The answer must be an exact restatement of all the data.
+++ MATERIAL PROVIDED +++
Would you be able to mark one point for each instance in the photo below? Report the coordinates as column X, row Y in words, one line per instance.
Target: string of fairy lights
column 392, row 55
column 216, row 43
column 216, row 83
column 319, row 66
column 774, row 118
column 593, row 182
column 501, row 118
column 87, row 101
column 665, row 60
+++
ANSWER FOR THE TASK
Would you be able to mark one point for each instance in the photo below? Report the coordinates as column X, row Y in words, one line per instance.
Target: string of fairy lights
column 392, row 55
column 216, row 43
column 216, row 83
column 319, row 66
column 774, row 118
column 593, row 182
column 501, row 118
column 87, row 101
column 665, row 60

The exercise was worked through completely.